**Stated problem**
Pull out every line in the items below that contains the string "scaffolding".

**Pointing and labeling entries**
+-------+
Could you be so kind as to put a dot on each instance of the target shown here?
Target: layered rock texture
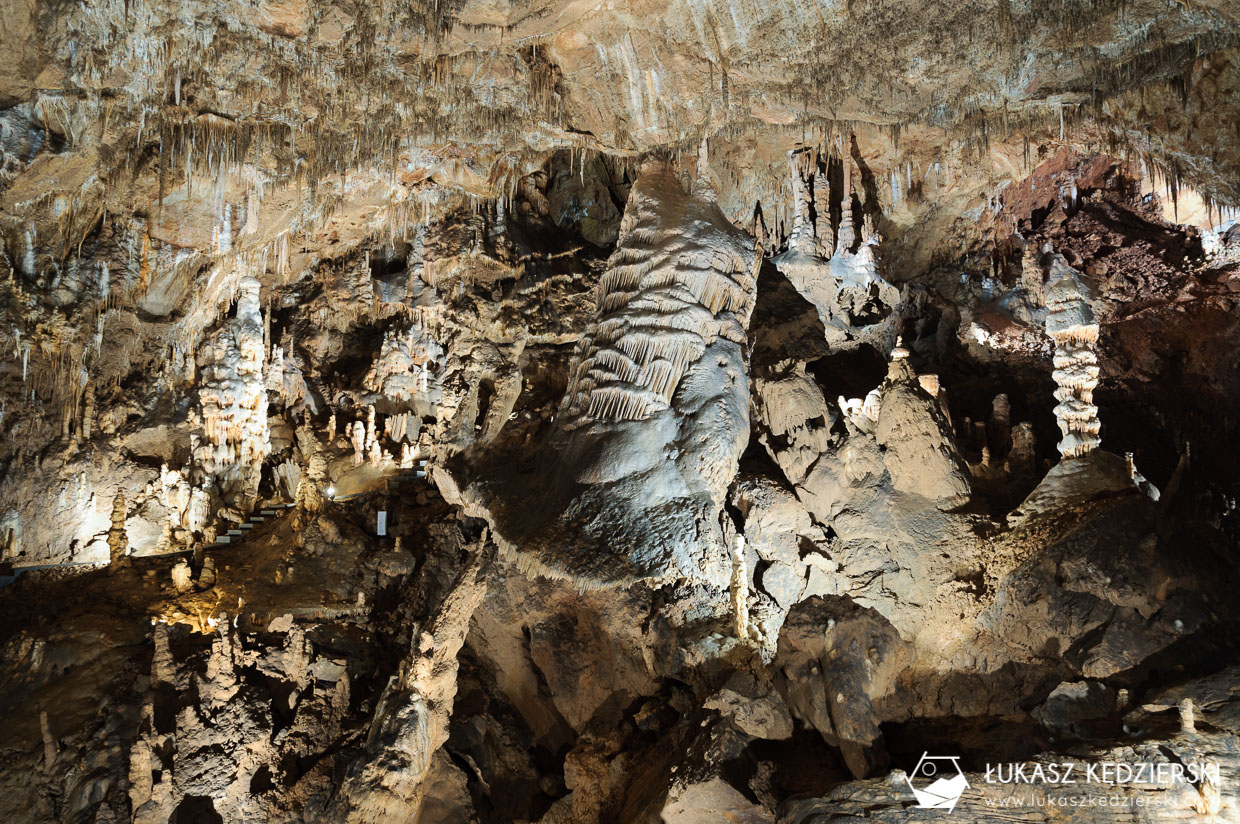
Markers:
(665, 413)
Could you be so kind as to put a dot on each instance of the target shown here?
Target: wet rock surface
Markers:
(489, 413)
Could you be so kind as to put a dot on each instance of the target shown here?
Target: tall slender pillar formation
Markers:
(1071, 325)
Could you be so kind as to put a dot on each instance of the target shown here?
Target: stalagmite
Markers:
(118, 542)
(853, 300)
(234, 403)
(1070, 324)
(656, 407)
(182, 578)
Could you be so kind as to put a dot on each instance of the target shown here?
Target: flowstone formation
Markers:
(1070, 324)
(403, 419)
(656, 412)
(830, 265)
(234, 400)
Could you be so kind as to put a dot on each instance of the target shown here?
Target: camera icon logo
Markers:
(938, 782)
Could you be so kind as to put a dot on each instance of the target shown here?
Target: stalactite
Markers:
(1071, 325)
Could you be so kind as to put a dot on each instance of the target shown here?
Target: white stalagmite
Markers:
(234, 398)
(1071, 325)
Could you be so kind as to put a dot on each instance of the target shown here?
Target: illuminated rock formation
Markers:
(656, 412)
(840, 278)
(233, 398)
(1071, 325)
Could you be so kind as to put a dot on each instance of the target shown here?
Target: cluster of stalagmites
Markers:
(1071, 325)
(655, 415)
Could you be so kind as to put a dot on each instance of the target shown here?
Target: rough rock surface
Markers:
(666, 413)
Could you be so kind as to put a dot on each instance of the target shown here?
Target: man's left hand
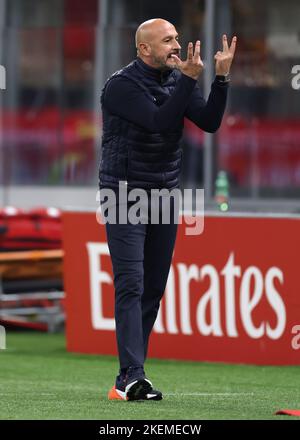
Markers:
(225, 58)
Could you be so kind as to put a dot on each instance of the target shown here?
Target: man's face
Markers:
(163, 44)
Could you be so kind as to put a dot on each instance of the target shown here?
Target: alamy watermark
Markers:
(296, 79)
(2, 338)
(157, 206)
(2, 77)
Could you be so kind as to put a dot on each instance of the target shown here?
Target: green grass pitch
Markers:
(40, 380)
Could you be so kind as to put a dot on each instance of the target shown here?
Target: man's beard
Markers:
(161, 63)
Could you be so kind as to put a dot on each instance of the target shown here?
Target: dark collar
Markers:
(157, 74)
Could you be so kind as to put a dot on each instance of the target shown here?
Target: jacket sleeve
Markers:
(208, 114)
(126, 99)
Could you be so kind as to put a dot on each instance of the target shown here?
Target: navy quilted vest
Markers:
(130, 153)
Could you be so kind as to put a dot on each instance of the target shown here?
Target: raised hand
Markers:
(193, 65)
(225, 58)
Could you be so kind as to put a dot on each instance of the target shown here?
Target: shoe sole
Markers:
(138, 389)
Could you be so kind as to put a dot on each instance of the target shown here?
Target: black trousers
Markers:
(141, 256)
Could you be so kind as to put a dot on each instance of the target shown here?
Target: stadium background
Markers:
(57, 55)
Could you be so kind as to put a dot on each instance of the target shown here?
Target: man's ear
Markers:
(144, 49)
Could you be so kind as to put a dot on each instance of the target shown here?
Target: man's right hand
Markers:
(193, 65)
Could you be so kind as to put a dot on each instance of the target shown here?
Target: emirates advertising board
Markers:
(233, 292)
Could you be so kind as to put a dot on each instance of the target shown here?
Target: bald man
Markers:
(143, 108)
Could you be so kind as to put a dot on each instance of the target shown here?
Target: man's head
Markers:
(155, 41)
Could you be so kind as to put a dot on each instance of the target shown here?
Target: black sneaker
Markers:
(133, 386)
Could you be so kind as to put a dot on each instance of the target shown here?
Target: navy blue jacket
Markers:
(143, 112)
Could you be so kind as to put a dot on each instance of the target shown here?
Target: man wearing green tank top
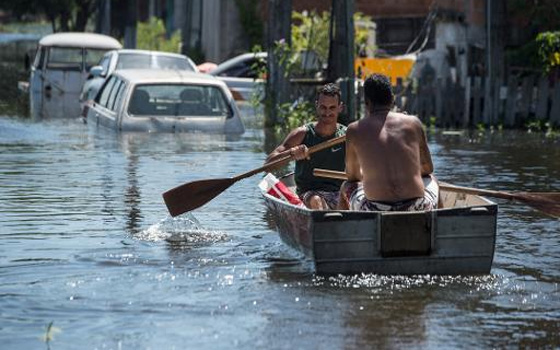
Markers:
(317, 192)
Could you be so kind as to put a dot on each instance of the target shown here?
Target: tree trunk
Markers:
(277, 86)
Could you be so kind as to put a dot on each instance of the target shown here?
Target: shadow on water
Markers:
(12, 101)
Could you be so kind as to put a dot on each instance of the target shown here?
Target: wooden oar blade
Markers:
(192, 195)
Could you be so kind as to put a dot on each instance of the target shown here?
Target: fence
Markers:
(513, 104)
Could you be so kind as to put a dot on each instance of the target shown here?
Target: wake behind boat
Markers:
(456, 239)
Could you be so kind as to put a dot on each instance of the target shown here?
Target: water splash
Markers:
(184, 229)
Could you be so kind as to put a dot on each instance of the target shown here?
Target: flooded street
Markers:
(86, 244)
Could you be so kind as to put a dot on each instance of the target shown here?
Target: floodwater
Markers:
(90, 259)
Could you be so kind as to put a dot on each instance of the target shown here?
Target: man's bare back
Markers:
(387, 151)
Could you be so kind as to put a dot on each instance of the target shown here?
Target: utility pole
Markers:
(495, 31)
(341, 55)
(103, 22)
(130, 24)
(277, 84)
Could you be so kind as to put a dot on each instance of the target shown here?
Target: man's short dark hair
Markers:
(329, 89)
(377, 89)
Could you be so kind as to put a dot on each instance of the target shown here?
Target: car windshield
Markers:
(65, 58)
(166, 62)
(178, 100)
(93, 56)
(130, 61)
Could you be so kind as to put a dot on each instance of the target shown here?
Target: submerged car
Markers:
(131, 59)
(59, 70)
(152, 100)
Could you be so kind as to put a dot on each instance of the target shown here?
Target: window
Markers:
(119, 95)
(65, 58)
(244, 69)
(105, 63)
(167, 62)
(93, 56)
(103, 97)
(113, 94)
(180, 100)
(40, 58)
(128, 61)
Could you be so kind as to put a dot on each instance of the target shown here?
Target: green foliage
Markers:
(310, 32)
(64, 15)
(541, 15)
(525, 56)
(549, 49)
(295, 115)
(151, 35)
(541, 126)
(250, 21)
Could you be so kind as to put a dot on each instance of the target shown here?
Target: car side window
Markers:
(113, 95)
(105, 63)
(103, 97)
(118, 95)
(245, 69)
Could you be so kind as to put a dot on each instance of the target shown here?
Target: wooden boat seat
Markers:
(406, 234)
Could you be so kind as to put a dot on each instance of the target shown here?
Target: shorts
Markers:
(330, 197)
(358, 200)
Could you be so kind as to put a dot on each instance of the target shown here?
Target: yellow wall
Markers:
(392, 67)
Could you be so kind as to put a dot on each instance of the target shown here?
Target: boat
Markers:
(457, 239)
(59, 70)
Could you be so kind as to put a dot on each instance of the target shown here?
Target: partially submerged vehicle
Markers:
(458, 238)
(60, 69)
(153, 100)
(131, 59)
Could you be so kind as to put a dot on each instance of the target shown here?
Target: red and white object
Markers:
(274, 187)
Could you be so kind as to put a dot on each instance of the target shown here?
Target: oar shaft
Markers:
(286, 159)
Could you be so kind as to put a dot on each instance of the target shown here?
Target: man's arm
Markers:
(353, 169)
(292, 145)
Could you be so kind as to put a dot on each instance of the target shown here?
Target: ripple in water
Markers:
(184, 229)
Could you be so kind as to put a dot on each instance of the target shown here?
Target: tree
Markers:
(64, 15)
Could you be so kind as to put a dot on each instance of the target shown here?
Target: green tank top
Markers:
(330, 158)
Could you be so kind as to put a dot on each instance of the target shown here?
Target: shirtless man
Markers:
(315, 192)
(387, 157)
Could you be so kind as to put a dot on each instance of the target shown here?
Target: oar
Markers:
(547, 202)
(192, 195)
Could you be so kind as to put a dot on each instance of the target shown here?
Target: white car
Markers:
(152, 100)
(59, 70)
(131, 59)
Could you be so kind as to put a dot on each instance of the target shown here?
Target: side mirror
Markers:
(96, 71)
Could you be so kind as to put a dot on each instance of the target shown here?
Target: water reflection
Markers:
(86, 237)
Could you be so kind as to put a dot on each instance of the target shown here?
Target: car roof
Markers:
(75, 39)
(148, 52)
(234, 60)
(143, 76)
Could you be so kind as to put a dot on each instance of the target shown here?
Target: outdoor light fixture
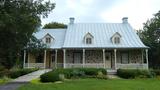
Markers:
(2, 2)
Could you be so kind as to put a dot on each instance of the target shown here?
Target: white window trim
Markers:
(87, 36)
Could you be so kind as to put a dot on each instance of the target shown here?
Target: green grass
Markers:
(4, 80)
(96, 84)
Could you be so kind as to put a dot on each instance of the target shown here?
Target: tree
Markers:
(19, 19)
(54, 25)
(150, 35)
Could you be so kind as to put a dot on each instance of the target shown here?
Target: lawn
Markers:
(4, 80)
(97, 84)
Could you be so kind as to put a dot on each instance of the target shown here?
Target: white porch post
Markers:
(28, 60)
(45, 58)
(55, 58)
(24, 59)
(64, 58)
(104, 59)
(142, 57)
(115, 58)
(147, 57)
(83, 57)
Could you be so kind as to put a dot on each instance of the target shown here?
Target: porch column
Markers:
(142, 57)
(55, 58)
(45, 58)
(28, 60)
(64, 58)
(24, 59)
(83, 57)
(147, 57)
(115, 58)
(104, 59)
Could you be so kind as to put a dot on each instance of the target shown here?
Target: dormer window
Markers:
(116, 38)
(48, 40)
(88, 38)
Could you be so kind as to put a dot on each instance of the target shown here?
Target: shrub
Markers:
(50, 77)
(133, 73)
(55, 75)
(156, 72)
(19, 72)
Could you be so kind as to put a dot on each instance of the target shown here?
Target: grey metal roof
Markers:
(73, 36)
(57, 34)
(102, 33)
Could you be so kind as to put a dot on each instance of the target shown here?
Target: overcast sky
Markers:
(103, 11)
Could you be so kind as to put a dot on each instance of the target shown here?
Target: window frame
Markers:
(127, 57)
(88, 40)
(117, 40)
(39, 58)
(48, 40)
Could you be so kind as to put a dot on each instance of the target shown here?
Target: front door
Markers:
(108, 59)
(52, 61)
(77, 58)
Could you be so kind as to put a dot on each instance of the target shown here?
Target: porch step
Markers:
(111, 72)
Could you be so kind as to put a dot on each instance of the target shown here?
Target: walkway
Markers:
(13, 85)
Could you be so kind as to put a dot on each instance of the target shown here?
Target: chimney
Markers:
(71, 19)
(125, 20)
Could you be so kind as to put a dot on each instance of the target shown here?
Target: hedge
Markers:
(14, 73)
(60, 74)
(134, 73)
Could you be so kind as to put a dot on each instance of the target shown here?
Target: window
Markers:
(116, 40)
(88, 40)
(124, 58)
(48, 40)
(39, 58)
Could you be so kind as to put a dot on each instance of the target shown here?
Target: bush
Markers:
(54, 75)
(19, 72)
(134, 73)
(156, 72)
(50, 77)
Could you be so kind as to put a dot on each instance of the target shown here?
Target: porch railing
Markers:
(34, 65)
(86, 65)
(132, 66)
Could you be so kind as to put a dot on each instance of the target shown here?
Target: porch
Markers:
(86, 58)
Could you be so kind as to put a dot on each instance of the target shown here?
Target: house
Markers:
(99, 45)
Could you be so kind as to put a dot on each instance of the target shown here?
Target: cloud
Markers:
(138, 12)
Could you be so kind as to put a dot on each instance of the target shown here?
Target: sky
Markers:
(103, 11)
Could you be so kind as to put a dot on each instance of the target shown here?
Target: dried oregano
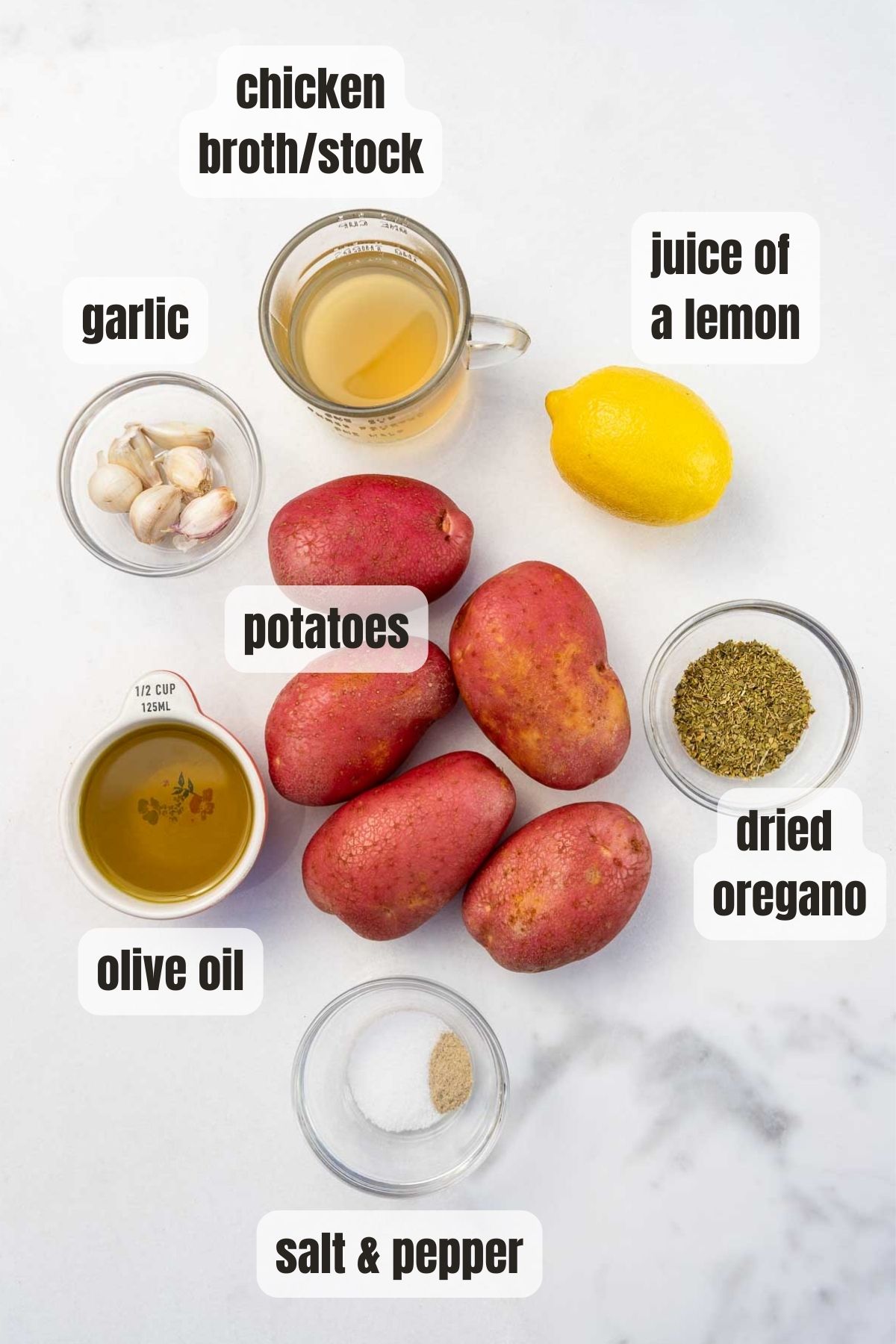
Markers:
(741, 709)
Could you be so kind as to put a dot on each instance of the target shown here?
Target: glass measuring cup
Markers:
(476, 342)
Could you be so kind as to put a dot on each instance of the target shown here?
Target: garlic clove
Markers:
(134, 452)
(205, 517)
(179, 435)
(155, 512)
(113, 488)
(188, 470)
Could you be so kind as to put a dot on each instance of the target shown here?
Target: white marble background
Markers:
(706, 1130)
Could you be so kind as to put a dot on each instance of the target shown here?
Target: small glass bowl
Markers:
(347, 1142)
(830, 679)
(151, 398)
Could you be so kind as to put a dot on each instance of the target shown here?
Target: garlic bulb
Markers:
(188, 470)
(205, 517)
(134, 452)
(179, 435)
(113, 488)
(155, 512)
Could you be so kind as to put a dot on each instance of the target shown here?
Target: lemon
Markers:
(640, 445)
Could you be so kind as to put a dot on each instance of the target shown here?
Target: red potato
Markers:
(388, 862)
(332, 734)
(529, 659)
(371, 530)
(559, 889)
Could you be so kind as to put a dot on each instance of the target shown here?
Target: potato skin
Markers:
(559, 889)
(332, 734)
(529, 659)
(371, 530)
(388, 862)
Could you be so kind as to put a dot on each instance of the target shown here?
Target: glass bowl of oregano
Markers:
(751, 694)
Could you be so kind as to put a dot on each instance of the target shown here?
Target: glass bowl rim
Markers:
(104, 398)
(375, 1186)
(781, 609)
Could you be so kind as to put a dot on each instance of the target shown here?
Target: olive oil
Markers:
(370, 329)
(166, 812)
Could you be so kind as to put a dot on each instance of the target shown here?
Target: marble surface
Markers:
(706, 1130)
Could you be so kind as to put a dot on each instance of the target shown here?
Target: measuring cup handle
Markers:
(494, 340)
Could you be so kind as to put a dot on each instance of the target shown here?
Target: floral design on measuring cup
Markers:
(202, 803)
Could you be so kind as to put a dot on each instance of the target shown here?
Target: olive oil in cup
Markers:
(164, 812)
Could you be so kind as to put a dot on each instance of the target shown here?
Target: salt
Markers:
(388, 1070)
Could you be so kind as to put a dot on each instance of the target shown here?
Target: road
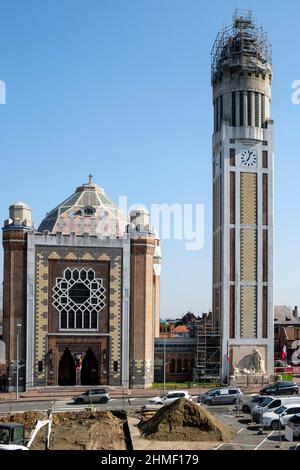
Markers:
(68, 405)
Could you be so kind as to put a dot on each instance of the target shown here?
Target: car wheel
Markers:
(79, 401)
(275, 425)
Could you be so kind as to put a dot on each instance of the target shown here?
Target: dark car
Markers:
(92, 396)
(281, 388)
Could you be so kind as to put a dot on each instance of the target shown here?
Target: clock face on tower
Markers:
(249, 158)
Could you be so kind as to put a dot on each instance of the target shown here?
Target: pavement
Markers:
(59, 393)
(249, 435)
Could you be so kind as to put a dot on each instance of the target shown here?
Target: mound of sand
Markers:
(184, 420)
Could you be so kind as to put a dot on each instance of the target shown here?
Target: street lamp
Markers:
(18, 332)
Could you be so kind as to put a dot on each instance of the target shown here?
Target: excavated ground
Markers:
(184, 420)
(84, 430)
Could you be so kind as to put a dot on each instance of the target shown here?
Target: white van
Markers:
(270, 404)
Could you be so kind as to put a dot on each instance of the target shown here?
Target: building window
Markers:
(265, 159)
(78, 297)
(241, 108)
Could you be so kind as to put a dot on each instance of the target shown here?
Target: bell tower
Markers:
(243, 151)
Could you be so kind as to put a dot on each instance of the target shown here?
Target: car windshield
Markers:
(280, 410)
(4, 436)
(266, 401)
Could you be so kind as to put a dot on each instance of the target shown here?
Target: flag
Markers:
(283, 352)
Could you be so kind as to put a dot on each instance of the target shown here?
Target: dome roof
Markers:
(88, 210)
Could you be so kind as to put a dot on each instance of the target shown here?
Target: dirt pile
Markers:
(83, 430)
(184, 420)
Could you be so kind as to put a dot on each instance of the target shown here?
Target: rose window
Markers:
(78, 297)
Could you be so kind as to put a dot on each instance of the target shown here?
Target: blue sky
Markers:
(121, 89)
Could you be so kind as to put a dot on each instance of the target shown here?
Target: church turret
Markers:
(243, 196)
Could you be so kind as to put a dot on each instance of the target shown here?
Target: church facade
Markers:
(84, 289)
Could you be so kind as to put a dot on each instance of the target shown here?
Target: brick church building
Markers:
(81, 294)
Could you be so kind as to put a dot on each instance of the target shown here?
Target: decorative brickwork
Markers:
(248, 198)
(265, 312)
(232, 254)
(248, 312)
(248, 255)
(232, 198)
(265, 199)
(265, 255)
(232, 312)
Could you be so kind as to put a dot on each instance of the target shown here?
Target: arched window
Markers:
(172, 366)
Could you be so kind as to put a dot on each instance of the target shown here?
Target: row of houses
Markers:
(176, 350)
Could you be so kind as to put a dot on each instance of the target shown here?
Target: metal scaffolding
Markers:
(241, 44)
(208, 350)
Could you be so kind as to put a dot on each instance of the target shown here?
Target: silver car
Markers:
(97, 395)
(221, 396)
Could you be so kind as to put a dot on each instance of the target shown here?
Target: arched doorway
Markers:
(89, 370)
(66, 369)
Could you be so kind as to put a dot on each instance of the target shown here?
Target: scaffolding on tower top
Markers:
(242, 45)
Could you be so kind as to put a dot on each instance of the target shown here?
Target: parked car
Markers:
(97, 395)
(170, 397)
(281, 388)
(248, 404)
(220, 396)
(293, 425)
(271, 404)
(283, 413)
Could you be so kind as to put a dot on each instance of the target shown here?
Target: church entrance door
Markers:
(89, 370)
(66, 369)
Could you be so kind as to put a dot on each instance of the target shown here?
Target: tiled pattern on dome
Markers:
(70, 216)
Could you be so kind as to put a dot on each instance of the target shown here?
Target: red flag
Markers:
(283, 352)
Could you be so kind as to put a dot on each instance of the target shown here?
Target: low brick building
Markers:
(286, 332)
(179, 353)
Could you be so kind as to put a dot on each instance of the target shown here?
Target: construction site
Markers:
(183, 422)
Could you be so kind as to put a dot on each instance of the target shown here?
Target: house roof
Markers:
(284, 316)
(88, 210)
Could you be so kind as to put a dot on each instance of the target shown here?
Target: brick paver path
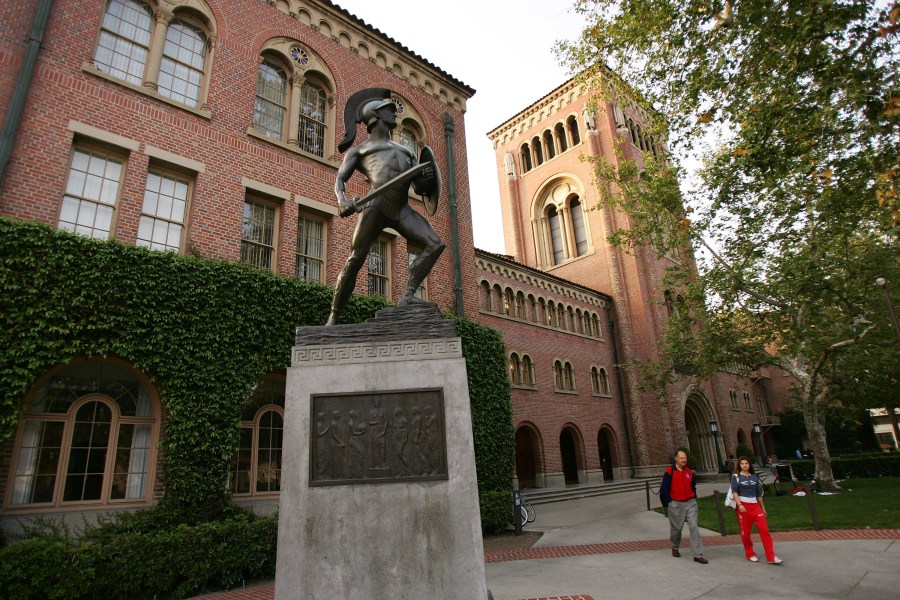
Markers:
(266, 591)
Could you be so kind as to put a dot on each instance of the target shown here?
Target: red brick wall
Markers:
+-------+
**Task output**
Target: metal scaffolding
Target: scaffolding on tower top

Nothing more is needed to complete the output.